I can't wait! How about this, if I shoot a 4.5 year old buck next fall you have to make it your avatar picture for 1 week. If I don't, I will make mine whatever you want for 1 week. Sound fair?


----------



## Quartermoons (Oct 14, 2010)

Not going to direct this at anyone who has participated on the thread, but from first hand experience. If you believe that every hunting situation results in being able to age/score every deer that presents an opportunity, you are either not hunting the way I do, or you haven't done it for near as long. Let alone all the subtle factors that can result in deer being misjudged significantly. And that can lead to serious problems for guys who quantify their success by a B&C score. I've personally lost a friend because the buck he shot wasn't as big as he thought it was. So he gave it away and kept hunting. Nor is it an isolated incident in my experience. Lot of guys become ashamed to say they got excited, or just plain made a mistake and find a way to rationalize breaking the law.


----------



## 123 4/8 P&Y (Jul 10, 2008)

Uncle Bucky said:


> I think some of your misguiding is reading too much into QDM. Not every button buck will become a trophy, not even 25 % of them will. I think you don't understand how far bucks travel during rut. My friend killed a buck this rut in NE Indiana that a guy had been seeing all early bow ( october) 11 miles away. *Your ideal has become antlers*, your way of judging a hunter has become jaded by antler size. Antler size doesn't mean a thing to be honest, its just has hard , maybe harder to kill a 5 year old doe as it is a 3 year old buck, don't believe me, how many 5 year old does have you shot ( with bow ) ? Same goes for a 4 year old and older buck, no matter how big a rack he has a 4 plus year old buck is hard to kill, until the rut comes.
> 
> Instead of knocking other hunters, which is division , try really understanding that in the end, it isn't really going to matter a lick how many p & Y's you killed , nor how many button bucks. What will depend is how you treated them and how you lived your life.
> 
> ...


My ideal isn't antler size. It's body size, age and the challenge presented by old bucks. Big antlers usually come along with that. And I don't hate you, just disagree with you.


----------



## Skeptic (Dec 11, 2005)

123 4/8 P&Y said:


> I can't wait! How about this, if I shoot a 4.5 year old buck next fall you have to make it your avatar picture for 1 week. If I don't, I will make mine whatever you want for 1 week. Sound fair?


You are just stuck on making hunting a contest and proving how much 'better' you are. Are you really that vain?


----------



## Rothhar1 (Apr 1, 2007)

123 4/8 P&Y said:


> I can't wait! How about this, if I shoot a 4.5 year old buck next fall you have to make it your avatar picture for 1 week. If I don't, I will make mine whatever you want for 1 week. Sound fair?


Not a chance I am not playing that game . Besides I have seen more 2.5 & 3.5 year old bucks with 160 inch antlers than you know over the years so without a jaw bone to age I ain't playing that one .I was born but not yesterday I have seen what many guys try to sell as a 4.5 year old buck or older.


----------



## 123 4/8 P&Y (Jul 10, 2008)

▬▬▬▬▬▬▬▬▬▬

** REQUIRED TASK 1 **
Name each user who heads a post in the deer hunting thread, listing each name once.
** REQUIRED TASK 2 **
From the entries, copy out word for word the lines between the line holding "target: water reflection" and the line holding "232L428 215L360 227L382", inclusive.

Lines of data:
▬▬▬▬▬▬▬▬▬▬

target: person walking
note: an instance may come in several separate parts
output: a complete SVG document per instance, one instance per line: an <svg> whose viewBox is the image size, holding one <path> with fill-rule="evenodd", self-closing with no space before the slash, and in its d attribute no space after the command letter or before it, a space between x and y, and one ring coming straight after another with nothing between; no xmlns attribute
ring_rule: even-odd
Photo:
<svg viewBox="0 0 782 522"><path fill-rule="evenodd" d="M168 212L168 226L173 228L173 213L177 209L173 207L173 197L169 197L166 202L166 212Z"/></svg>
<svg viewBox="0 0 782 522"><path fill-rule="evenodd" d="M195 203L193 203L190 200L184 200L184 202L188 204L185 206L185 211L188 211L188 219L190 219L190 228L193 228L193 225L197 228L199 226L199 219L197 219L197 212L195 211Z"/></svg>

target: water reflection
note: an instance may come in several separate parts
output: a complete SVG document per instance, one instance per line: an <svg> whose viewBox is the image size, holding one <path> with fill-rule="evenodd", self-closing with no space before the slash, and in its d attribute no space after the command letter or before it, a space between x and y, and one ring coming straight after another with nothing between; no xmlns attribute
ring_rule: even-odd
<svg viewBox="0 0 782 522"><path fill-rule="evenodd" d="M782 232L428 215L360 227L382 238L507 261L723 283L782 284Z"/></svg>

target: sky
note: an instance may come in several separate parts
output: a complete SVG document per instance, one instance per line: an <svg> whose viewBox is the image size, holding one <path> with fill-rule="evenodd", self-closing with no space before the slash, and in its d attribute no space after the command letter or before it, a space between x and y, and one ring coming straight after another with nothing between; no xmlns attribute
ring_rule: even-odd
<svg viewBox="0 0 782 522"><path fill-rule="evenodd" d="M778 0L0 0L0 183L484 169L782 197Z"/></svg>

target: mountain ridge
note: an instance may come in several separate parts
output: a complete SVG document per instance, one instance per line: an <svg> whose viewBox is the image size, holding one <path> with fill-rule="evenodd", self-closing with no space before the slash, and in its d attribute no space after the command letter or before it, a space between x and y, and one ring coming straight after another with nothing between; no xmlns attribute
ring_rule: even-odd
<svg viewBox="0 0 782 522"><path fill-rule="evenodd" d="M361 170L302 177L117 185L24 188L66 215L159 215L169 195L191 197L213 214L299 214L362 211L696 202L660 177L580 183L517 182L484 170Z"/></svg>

▬▬▬▬▬▬▬▬▬▬

** WRITTEN SOLUTION 1 **
Quartermoons
123 4/8 P&Y
Skeptic
Rothhar1

** WRITTEN SOLUTION 2 **
target: water reflection
note: an instance may come in several separate parts
output: a complete SVG document per instance, one instance per line: an <svg> whose viewBox is the image size, holding one <path> with fill-rule="evenodd", self-closing with no space before the slash, and in its d attribute no space after the command letter or before it, a space between x and y, and one ring coming straight after another with nothing between; no xmlns attribute
ring_rule: even-odd
<svg viewBox="0 0 782 522"><path fill-rule="evenodd" d="M782 232L428 215L360 227L382 238L507 261L723 283L782 284Z"/></svg>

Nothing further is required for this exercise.